*SOURCE DATA*:
◆ ◆ ◆

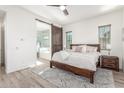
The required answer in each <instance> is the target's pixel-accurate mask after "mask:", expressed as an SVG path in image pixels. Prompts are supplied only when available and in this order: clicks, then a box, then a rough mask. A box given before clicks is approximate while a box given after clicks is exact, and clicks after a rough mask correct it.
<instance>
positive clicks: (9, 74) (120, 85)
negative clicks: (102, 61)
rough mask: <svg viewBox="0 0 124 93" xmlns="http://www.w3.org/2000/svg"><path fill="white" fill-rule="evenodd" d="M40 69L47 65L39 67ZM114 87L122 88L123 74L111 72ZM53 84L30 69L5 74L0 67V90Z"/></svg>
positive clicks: (122, 84) (50, 85) (30, 87)
mask: <svg viewBox="0 0 124 93" xmlns="http://www.w3.org/2000/svg"><path fill="white" fill-rule="evenodd" d="M39 67H40V68H42V69H45V68H46V67H48V64H45V65H42V66H41V65H40V66H39ZM113 76H114V82H115V87H117V88H124V73H123V72H115V71H113ZM55 87H56V86H54V85H53V84H51V83H50V82H48V81H46V80H44V79H42V78H41V77H40V76H38V75H36V74H34V73H32V72H31V70H30V68H28V69H24V70H21V71H17V72H13V73H10V74H5V72H4V69H3V68H1V67H0V88H55Z"/></svg>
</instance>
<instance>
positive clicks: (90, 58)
mask: <svg viewBox="0 0 124 93" xmlns="http://www.w3.org/2000/svg"><path fill="white" fill-rule="evenodd" d="M99 56H100V53H99V52H92V53H78V52H69V51H68V52H67V51H60V52H56V53H54V55H53V57H52V60H54V61H57V62H60V63H65V64H68V65H72V66H75V67H79V68H84V69H89V70H93V71H96V63H97V62H98V58H99Z"/></svg>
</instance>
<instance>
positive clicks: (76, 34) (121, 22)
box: [63, 10, 122, 69]
mask: <svg viewBox="0 0 124 93" xmlns="http://www.w3.org/2000/svg"><path fill="white" fill-rule="evenodd" d="M107 24H111V46H112V48H111V49H112V50H111V55H113V56H118V57H119V60H120V66H119V67H120V68H121V69H122V38H121V37H122V35H121V32H122V10H119V11H115V12H112V13H109V14H106V15H103V16H97V17H94V18H92V19H87V20H83V21H80V22H77V23H74V24H70V25H66V26H64V27H63V29H64V33H63V34H64V35H63V38H64V40H63V41H64V42H63V45H64V46H65V44H66V40H65V32H66V31H72V35H73V36H72V37H73V38H72V43H74V44H75V43H98V26H101V25H107Z"/></svg>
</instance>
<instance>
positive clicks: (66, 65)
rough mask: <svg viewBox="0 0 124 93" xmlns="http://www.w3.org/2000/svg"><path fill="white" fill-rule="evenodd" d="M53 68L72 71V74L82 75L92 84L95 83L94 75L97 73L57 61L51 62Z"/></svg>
mask: <svg viewBox="0 0 124 93" xmlns="http://www.w3.org/2000/svg"><path fill="white" fill-rule="evenodd" d="M52 66H55V67H57V68H60V69H63V70H66V71H70V72H72V73H74V74H76V75H81V76H84V77H86V78H89V79H90V83H94V73H95V71H92V70H88V69H82V68H78V67H74V66H70V65H67V64H64V63H60V62H56V61H50V68H52Z"/></svg>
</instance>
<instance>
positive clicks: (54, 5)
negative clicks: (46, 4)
mask: <svg viewBox="0 0 124 93" xmlns="http://www.w3.org/2000/svg"><path fill="white" fill-rule="evenodd" d="M47 6H53V7H60V5H47Z"/></svg>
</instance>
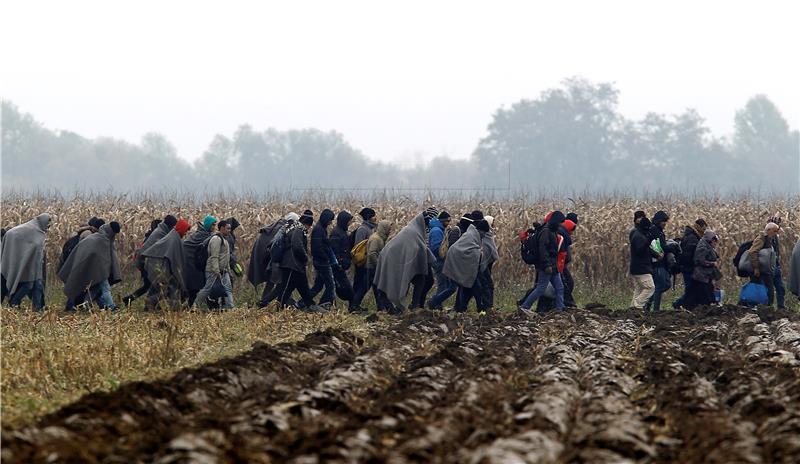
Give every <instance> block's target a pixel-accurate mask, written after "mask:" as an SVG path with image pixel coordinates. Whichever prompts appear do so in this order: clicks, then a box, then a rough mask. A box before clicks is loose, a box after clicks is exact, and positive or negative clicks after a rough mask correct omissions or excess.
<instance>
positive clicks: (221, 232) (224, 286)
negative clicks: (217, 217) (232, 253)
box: [195, 221, 233, 309]
mask: <svg viewBox="0 0 800 464" xmlns="http://www.w3.org/2000/svg"><path fill="white" fill-rule="evenodd" d="M217 230H218V232H217V233H215V234H214V235H212V236H211V237H210V238H209V239H208V240H207V241H206V242H207V244H206V242H203V243H204V246H206V247H207V249H208V259H207V260H206V266H205V278H206V283H205V286H203V288H202V289H201V290H200V291H199V292H198V293H197V299H196V300H195V301H198V300H199V304H200V305H201V306H205V307H206V308H208V300H209V297H211V299H216V298H222V299H223V303H222V307H223V308H225V309H232V308H233V285H232V284H231V265H230V263H231V251H230V245H228V241H227V236H228V234H230V231H231V225H230V224H229V223H228V221H219V223H218V224H217ZM220 284H222V287H221V289H222V290H221V293H220V294H214V292H212V290H213V289H215V288H220V287H219V285H220Z"/></svg>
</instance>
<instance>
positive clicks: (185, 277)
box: [182, 214, 219, 308]
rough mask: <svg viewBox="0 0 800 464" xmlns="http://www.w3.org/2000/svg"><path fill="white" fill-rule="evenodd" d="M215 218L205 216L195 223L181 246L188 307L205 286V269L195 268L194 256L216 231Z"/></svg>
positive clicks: (216, 221) (183, 268)
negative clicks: (182, 256)
mask: <svg viewBox="0 0 800 464" xmlns="http://www.w3.org/2000/svg"><path fill="white" fill-rule="evenodd" d="M217 222H219V221H218V220H217V218H215V217H214V216H212V215H210V214H209V215H207V216H206V217H205V218H203V220H202V221H201V222H198V223H197V226H196V229H195V231H194V233H192V234H191V235H190V236H189V237H187V238H186V239H185V240H184V241H183V243H182V245H183V262H184V264H183V278H184V279H185V280H186V296H187V299H188V306H189V307H190V308H191V307H192V306H194V302H195V300H196V299H197V293H198V292H199V291H200V290H201V289H202V288H203V287H204V286H205V284H206V276H205V269H198V268H197V266H195V256H196V255H197V252H198V250H199V249H200V247H201V246H203V243H205V241H206V240H208V238H209V237H211V234H213V233H214V232H216V231H217Z"/></svg>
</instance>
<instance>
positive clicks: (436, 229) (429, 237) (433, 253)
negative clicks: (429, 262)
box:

◆ ◆ ◆

*ABOUT THIS TASK*:
Turn the whole listing above into a numbered list of its lines, skipping any blank lines. Leave the pictures out.

*COMPLETED TASK*:
1. The required answer in each <instance> is the target's pixel-accurate mask after "mask:", expressed as an SVG path in image pixels. Prompts are supplied only when available and in this order: clicks, then a box, then a rough mask. A box given before clicks is approximate while a box given after clicks is exact, and clicks after a rough mask correct it.
2. <instance>
3. positive clicks: (9, 74) (120, 85)
4. negative clicks: (102, 61)
5. rough mask: <svg viewBox="0 0 124 93" xmlns="http://www.w3.org/2000/svg"><path fill="white" fill-rule="evenodd" d="M40 69L47 65L39 67ZM114 87L122 88L123 74L111 72ZM53 84L30 69L5 74L0 67V90Z"/></svg>
6. positive clicks: (122, 84) (50, 85) (30, 87)
7. mask: <svg viewBox="0 0 124 93" xmlns="http://www.w3.org/2000/svg"><path fill="white" fill-rule="evenodd" d="M39 67H40V68H42V69H45V68H46V67H48V64H45V65H42V66H41V65H40V66H39ZM113 76H114V82H115V87H117V88H124V73H123V72H115V71H113ZM55 87H56V86H54V85H53V84H51V83H50V82H48V81H46V80H44V79H42V78H41V77H40V76H38V75H36V74H34V73H32V72H31V70H30V68H28V69H24V70H21V71H17V72H13V73H10V74H5V72H4V69H3V68H1V67H0V88H55Z"/></svg>
8. </instance>
9. <instance>
10. positive clicks: (90, 58)
11. mask: <svg viewBox="0 0 124 93" xmlns="http://www.w3.org/2000/svg"><path fill="white" fill-rule="evenodd" d="M99 56H100V53H99V52H92V53H78V52H69V51H68V52H67V51H60V52H56V53H54V55H53V57H52V60H54V61H57V62H60V63H65V64H68V65H72V66H75V67H79V68H84V69H89V70H93V71H96V63H97V62H98V58H99Z"/></svg>
12. </instance>
13. <instance>
14. positive clicks: (76, 34) (121, 22)
15. box: [63, 10, 122, 69]
16. mask: <svg viewBox="0 0 124 93" xmlns="http://www.w3.org/2000/svg"><path fill="white" fill-rule="evenodd" d="M107 24H111V46H112V48H111V49H112V50H111V55H113V56H118V57H119V60H120V66H119V67H120V68H121V69H122V38H121V37H122V35H121V32H122V10H119V11H115V12H112V13H109V14H106V15H103V16H97V17H94V18H92V19H87V20H83V21H80V22H77V23H74V24H70V25H66V26H64V27H63V29H64V33H63V34H64V35H63V38H64V40H63V41H64V42H63V45H64V46H65V44H66V40H65V32H66V31H72V35H73V36H72V37H73V38H72V43H74V44H75V43H98V26H101V25H107Z"/></svg>
17. </instance>
18. <instance>
19. positive clicks: (66, 65)
20. rough mask: <svg viewBox="0 0 124 93" xmlns="http://www.w3.org/2000/svg"><path fill="white" fill-rule="evenodd" d="M53 68L72 71V74L82 75L92 84L95 83L94 75L97 73L57 61L51 62Z"/></svg>
21. mask: <svg viewBox="0 0 124 93" xmlns="http://www.w3.org/2000/svg"><path fill="white" fill-rule="evenodd" d="M52 66H55V67H57V68H60V69H63V70H66V71H70V72H72V73H74V74H76V75H81V76H84V77H86V78H89V79H90V83H94V73H95V71H92V70H88V69H82V68H78V67H74V66H70V65H67V64H64V63H60V62H56V61H50V68H52Z"/></svg>
22. </instance>
23. <instance>
24. positive clicks: (54, 5)
25. negative clicks: (46, 4)
26. mask: <svg viewBox="0 0 124 93" xmlns="http://www.w3.org/2000/svg"><path fill="white" fill-rule="evenodd" d="M47 6H53V7H60V5H47Z"/></svg>
27. </instance>
28. Give every <instance> block's target a pixel-accurate mask, written after "mask:" as an SVG path with image pixel coordinates. Whichever prompts appear do so in this order: clicks, then a box, then a rough mask. A box before clicks is loose, a box after clicks is exact, and positive or negative clicks after a rough mask correct omissions or excess.
29. <instance>
30. positive clicks: (221, 232) (224, 286)
31. negative clicks: (217, 217) (232, 253)
32. box: [195, 221, 233, 309]
33. mask: <svg viewBox="0 0 800 464" xmlns="http://www.w3.org/2000/svg"><path fill="white" fill-rule="evenodd" d="M217 230H218V232H217V233H215V234H214V235H212V236H211V237H210V238H209V239H208V240H207V241H206V242H207V244H206V242H203V243H204V246H206V247H207V249H208V259H207V260H206V266H205V278H206V283H205V286H203V288H202V289H201V290H200V291H199V292H198V293H197V299H196V300H195V301H198V300H199V304H200V305H201V306H205V307H206V308H208V300H209V297H211V299H216V298H222V299H223V303H222V307H223V308H225V309H232V308H233V285H232V284H231V265H230V263H231V251H230V245H228V241H227V236H228V234H230V231H231V225H230V224H229V223H228V221H219V223H218V224H217ZM220 284H222V287H221V289H222V290H221V293H220V294H214V292H212V290H213V289H215V288H220V287H219V285H220Z"/></svg>
34. </instance>
35. <instance>
36. positive clicks: (185, 277)
37. box: [182, 214, 219, 308]
38. rough mask: <svg viewBox="0 0 800 464" xmlns="http://www.w3.org/2000/svg"><path fill="white" fill-rule="evenodd" d="M215 218L205 216L195 223L181 246L188 307L205 286V269L195 268L194 256L216 231Z"/></svg>
39. positive clicks: (216, 221) (183, 268)
40. negative clicks: (182, 256)
41. mask: <svg viewBox="0 0 800 464" xmlns="http://www.w3.org/2000/svg"><path fill="white" fill-rule="evenodd" d="M217 222H219V221H218V220H217V218H215V217H214V216H212V215H210V214H209V215H207V216H206V217H205V218H203V220H202V221H201V222H198V223H197V226H196V229H195V231H194V233H192V234H191V235H190V236H189V237H187V238H186V239H185V240H184V241H183V243H182V245H183V262H184V264H183V278H184V279H185V280H186V296H187V299H188V306H189V307H190V308H191V307H192V306H194V302H195V300H196V299H197V293H198V292H199V291H200V290H201V289H202V288H203V287H204V286H205V284H206V276H205V269H198V268H197V266H195V256H196V255H197V252H198V250H199V249H200V247H201V246H203V243H205V241H206V240H208V238H209V237H211V234H213V233H214V232H216V231H217Z"/></svg>
42. </instance>
43. <instance>
44. positive clicks: (436, 229) (429, 237) (433, 253)
45. negative clicks: (429, 262)
46. box:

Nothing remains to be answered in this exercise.